- **Problem statement**
Return, word for word, only the lines of the data below that lie between the line with "# one point per instance in the form pixel 5 46" and the line with "# one point per instance in the form pixel 50", those two lines included.

- **Record excerpts**
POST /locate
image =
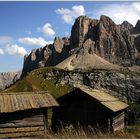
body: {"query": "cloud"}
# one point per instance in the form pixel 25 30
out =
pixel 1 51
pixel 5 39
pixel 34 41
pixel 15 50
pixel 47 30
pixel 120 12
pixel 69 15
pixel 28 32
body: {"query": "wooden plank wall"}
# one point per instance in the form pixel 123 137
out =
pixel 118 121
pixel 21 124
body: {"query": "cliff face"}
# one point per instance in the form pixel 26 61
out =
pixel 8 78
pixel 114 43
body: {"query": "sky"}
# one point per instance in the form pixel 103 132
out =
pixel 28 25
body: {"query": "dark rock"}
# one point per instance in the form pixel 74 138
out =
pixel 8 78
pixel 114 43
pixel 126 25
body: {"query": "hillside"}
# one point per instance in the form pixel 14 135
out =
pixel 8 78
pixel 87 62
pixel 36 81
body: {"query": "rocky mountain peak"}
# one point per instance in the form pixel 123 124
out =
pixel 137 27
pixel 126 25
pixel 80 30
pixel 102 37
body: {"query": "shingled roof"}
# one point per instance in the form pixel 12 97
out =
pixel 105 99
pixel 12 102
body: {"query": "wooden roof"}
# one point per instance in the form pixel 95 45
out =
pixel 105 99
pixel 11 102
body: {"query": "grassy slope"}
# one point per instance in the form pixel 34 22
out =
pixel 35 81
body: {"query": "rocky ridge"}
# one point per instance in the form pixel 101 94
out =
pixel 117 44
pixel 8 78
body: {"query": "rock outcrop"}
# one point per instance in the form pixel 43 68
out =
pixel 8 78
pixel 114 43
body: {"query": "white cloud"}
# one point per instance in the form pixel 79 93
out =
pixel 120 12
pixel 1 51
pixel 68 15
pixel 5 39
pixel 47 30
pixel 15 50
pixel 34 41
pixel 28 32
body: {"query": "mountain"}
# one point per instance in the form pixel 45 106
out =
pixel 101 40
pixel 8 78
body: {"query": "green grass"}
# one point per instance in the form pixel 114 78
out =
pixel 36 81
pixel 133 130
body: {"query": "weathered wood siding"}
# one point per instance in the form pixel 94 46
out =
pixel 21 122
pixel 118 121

--

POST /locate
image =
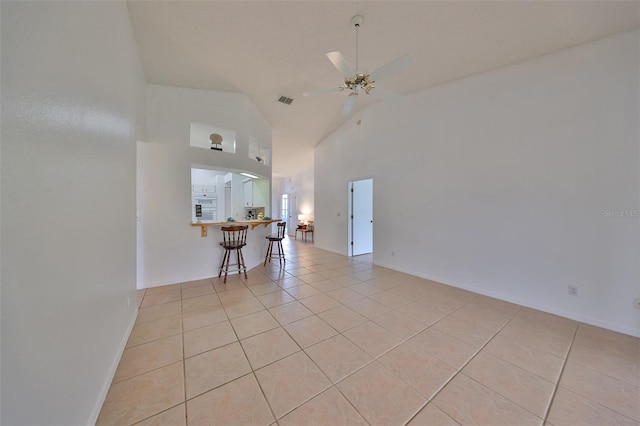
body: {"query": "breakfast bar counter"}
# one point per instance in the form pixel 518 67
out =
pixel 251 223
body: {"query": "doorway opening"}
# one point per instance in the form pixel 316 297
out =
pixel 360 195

--

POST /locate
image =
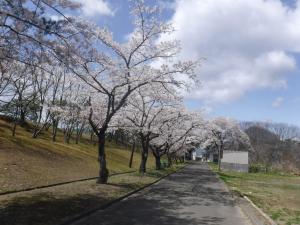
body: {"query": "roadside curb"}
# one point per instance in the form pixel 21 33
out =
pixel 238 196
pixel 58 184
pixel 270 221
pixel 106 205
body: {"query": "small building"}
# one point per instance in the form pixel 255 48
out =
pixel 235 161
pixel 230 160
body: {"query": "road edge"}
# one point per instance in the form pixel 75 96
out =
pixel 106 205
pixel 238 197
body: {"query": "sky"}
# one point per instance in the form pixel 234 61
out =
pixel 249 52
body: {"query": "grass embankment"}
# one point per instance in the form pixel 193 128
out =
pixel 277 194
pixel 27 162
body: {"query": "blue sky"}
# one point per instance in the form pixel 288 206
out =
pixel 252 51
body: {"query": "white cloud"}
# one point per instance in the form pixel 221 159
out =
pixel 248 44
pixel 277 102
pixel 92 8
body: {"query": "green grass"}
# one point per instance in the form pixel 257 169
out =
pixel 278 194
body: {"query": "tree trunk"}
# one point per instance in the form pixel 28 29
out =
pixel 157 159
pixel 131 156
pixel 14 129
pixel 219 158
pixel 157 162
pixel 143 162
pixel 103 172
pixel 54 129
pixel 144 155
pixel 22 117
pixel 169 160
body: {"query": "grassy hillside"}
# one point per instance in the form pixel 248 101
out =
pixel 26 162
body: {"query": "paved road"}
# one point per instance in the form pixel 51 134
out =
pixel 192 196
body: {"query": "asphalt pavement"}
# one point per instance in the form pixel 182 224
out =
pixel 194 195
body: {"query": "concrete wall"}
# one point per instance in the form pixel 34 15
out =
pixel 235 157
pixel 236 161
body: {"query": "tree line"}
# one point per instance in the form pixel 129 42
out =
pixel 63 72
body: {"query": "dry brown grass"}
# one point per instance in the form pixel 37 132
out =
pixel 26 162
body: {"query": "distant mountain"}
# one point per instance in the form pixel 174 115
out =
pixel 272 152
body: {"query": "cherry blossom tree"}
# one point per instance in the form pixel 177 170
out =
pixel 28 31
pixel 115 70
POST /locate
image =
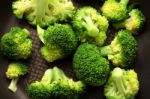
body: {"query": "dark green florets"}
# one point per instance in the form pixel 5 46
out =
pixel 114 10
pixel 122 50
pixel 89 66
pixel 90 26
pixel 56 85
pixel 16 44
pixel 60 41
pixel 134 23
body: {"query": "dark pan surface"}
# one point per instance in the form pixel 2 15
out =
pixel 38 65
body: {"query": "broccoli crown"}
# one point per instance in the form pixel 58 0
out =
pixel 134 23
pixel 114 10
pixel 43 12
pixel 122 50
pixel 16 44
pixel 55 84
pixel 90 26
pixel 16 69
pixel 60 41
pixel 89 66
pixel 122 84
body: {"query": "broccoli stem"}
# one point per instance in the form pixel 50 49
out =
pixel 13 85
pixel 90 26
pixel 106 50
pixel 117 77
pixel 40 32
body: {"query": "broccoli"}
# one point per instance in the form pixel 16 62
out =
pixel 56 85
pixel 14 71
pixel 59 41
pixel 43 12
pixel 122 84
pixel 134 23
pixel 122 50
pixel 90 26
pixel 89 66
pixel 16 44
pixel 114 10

- **Expected output**
# one point per instance in the form pixel 5 46
out =
pixel 114 10
pixel 122 50
pixel 89 66
pixel 90 26
pixel 56 85
pixel 16 44
pixel 60 41
pixel 134 23
body: {"query": "dark pan surface"}
# one point per instance in the form pixel 2 15
out =
pixel 38 65
body: {"query": "broccoli crown"}
# one point per instance in the form pixel 58 0
out =
pixel 134 23
pixel 114 10
pixel 43 12
pixel 122 50
pixel 16 44
pixel 55 84
pixel 90 26
pixel 16 69
pixel 60 41
pixel 89 66
pixel 122 84
body: {"query": "broccoli stem"}
# one point per instance in the form pixel 50 49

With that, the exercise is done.